WHAT IS BEING ASKED:
Please update the records below by replacing "tag a point" with "mark a point" wherever it appears, with nothing else changed. Leave the pictures out of your answer.

LISTED ENTRIES:
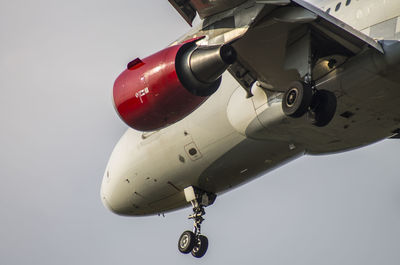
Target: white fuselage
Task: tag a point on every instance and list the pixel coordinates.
(230, 139)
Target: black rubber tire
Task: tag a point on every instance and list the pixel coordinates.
(186, 242)
(201, 246)
(297, 99)
(324, 107)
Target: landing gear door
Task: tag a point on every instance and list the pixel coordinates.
(193, 152)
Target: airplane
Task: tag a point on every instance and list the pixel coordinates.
(257, 84)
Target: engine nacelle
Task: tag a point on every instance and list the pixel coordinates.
(167, 86)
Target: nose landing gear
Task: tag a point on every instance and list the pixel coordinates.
(194, 242)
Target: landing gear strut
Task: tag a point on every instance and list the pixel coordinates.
(195, 242)
(302, 98)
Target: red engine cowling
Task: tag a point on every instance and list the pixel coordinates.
(167, 86)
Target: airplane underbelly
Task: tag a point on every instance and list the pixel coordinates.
(368, 96)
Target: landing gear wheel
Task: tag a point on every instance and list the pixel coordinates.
(186, 242)
(297, 99)
(323, 108)
(200, 247)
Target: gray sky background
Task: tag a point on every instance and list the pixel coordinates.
(58, 62)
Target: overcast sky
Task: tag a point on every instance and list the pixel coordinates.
(58, 62)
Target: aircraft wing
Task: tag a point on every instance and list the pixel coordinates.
(277, 48)
(271, 41)
(205, 8)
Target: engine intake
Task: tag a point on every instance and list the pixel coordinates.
(167, 86)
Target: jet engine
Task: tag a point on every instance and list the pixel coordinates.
(167, 86)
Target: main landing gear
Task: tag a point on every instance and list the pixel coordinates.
(194, 242)
(302, 98)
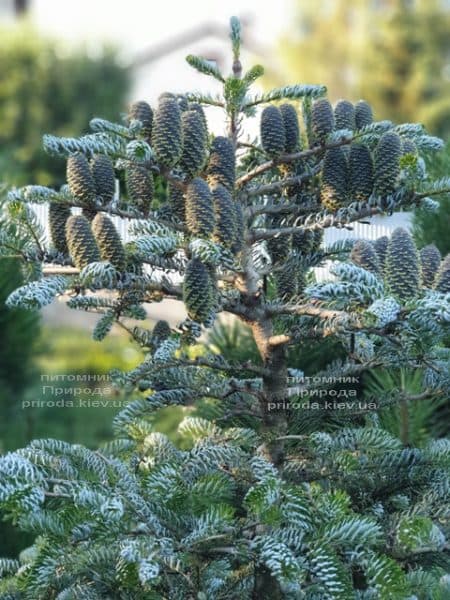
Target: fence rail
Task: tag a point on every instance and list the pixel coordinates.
(367, 231)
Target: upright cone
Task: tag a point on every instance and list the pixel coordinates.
(197, 291)
(430, 259)
(322, 120)
(167, 133)
(291, 127)
(225, 216)
(273, 137)
(140, 186)
(360, 172)
(387, 163)
(344, 115)
(333, 193)
(82, 246)
(79, 177)
(175, 198)
(363, 114)
(194, 143)
(402, 265)
(57, 218)
(443, 276)
(199, 208)
(104, 178)
(380, 245)
(221, 165)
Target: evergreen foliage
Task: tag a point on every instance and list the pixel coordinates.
(272, 488)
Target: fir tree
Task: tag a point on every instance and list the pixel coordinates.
(275, 491)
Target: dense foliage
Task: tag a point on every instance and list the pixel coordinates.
(280, 485)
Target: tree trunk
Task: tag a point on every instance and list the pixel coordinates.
(274, 389)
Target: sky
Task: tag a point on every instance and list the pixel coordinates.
(137, 25)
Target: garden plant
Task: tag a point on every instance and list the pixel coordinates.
(278, 485)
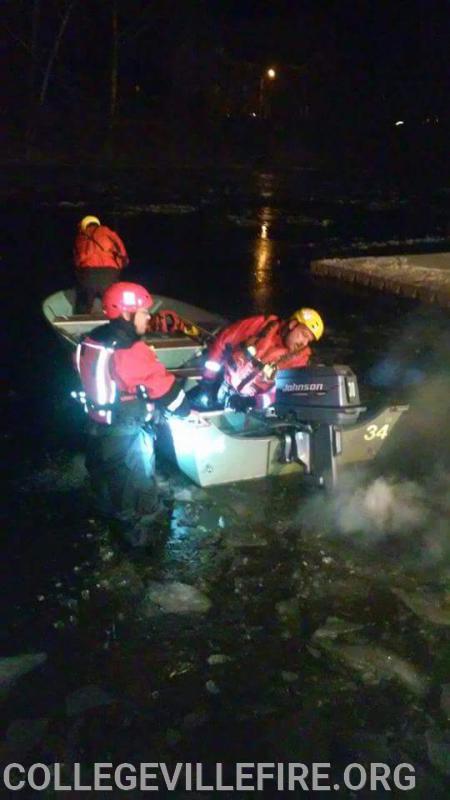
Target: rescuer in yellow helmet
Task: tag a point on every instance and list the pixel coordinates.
(246, 355)
(99, 257)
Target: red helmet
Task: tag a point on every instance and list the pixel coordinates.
(124, 296)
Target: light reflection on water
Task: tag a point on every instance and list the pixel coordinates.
(263, 262)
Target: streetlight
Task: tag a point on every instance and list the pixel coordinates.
(268, 74)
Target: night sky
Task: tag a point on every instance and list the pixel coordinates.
(358, 60)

WRITTEN ANSWER:
Target: white fuselage
Task: mark a point on every instance and list the pixel coordinates.
(230, 139)
Target: black rubber tire
Task: mark a point on every instance and list the pixel coordinates.
(186, 242)
(201, 246)
(297, 99)
(324, 107)
Target: landing gear door
Task: mark a point on every instance and list the pixel coordinates.
(193, 152)
Target: airplane
Task: mark a point on every instance and list the pixel coordinates.
(257, 84)
Target: engine nacelle
Task: mark a point on every instance and list the pixel coordinates.
(167, 86)
Target: nose landing gear
Task: mark a point on every instance and list the pixel coordinates.
(194, 242)
Target: landing gear strut
Task: mark a point on every instance and list the pixel coordinates.
(195, 242)
(302, 98)
Target: red engine cowling
Task: mark a point on every instance and list the pixel coordinates.
(167, 86)
Target: airplane underbelly
Task: mark a point on every instance and list the pixel coordinates.
(368, 96)
Target: landing gear wheel
Task: mark a point on every instance and list the pixel coordinates.
(186, 242)
(297, 99)
(323, 108)
(200, 247)
Target: gray sky background
Task: mark a point on every instance and list the pixel coordinates.
(58, 62)
Target: overcast sky
Task: mark a point on every instance and list the pixel coordinates.
(58, 62)
Target: aircraft wing
Task: mark a point on every instance and list the pixel coordinates.
(277, 48)
(271, 41)
(205, 8)
Target: engine intake
Task: mark a point on every instance and list the pixel coordinates.
(167, 86)
Target: jet engine
Task: mark a point on every instance and list the pixel coordinates.
(167, 86)
Target: main landing gear
Task: mark a point on every instance and list the pixel coordinates.
(194, 242)
(302, 98)
Target: fence rail
Task: mark a point on every instance and list the pixel coordinates.
(367, 231)
Target: upright cone
Task: mark a point on every instance and list the pixel coordinates.
(197, 291)
(430, 259)
(322, 120)
(167, 133)
(291, 127)
(225, 216)
(273, 137)
(140, 186)
(360, 172)
(387, 163)
(344, 115)
(333, 193)
(82, 246)
(79, 177)
(175, 198)
(363, 114)
(194, 143)
(402, 265)
(57, 218)
(443, 276)
(199, 208)
(104, 178)
(380, 245)
(221, 165)
Target: evergreen foliage
Task: mark a point on every instance and list the pixel coordinates.
(272, 488)
Target: fir tree
Task: mark a point on every instance and list the pixel coordinates.
(275, 491)
Target: dense foliage
Task: mark a point on every instance and list the pixel coordinates.
(280, 485)
Target: tree trunk
Task: mark a point on every instance and list the pixel coordinates.
(274, 389)
Target: sky
Task: mark a point on every instance and list the pixel coordinates.
(137, 25)
Target: garden plant
Task: mark a point on every instance and list the pixel coordinates.
(278, 485)
Target: rescuer in yellow helmet
Task: mark a point on every instance and list the pixel coordinates.
(246, 355)
(99, 257)
Target: red helmet
Task: mark a point on every instance and list the pixel coordinates.
(124, 296)
Target: light reflection on water
Task: mark a point on every instance and list the pixel coordinates.
(263, 262)
Target: streetlight
Task: mark a point on every instance and list the pixel coordinates.
(268, 74)
Target: night sky
Task: mark a point on every instance and list the pixel coordinates.
(358, 60)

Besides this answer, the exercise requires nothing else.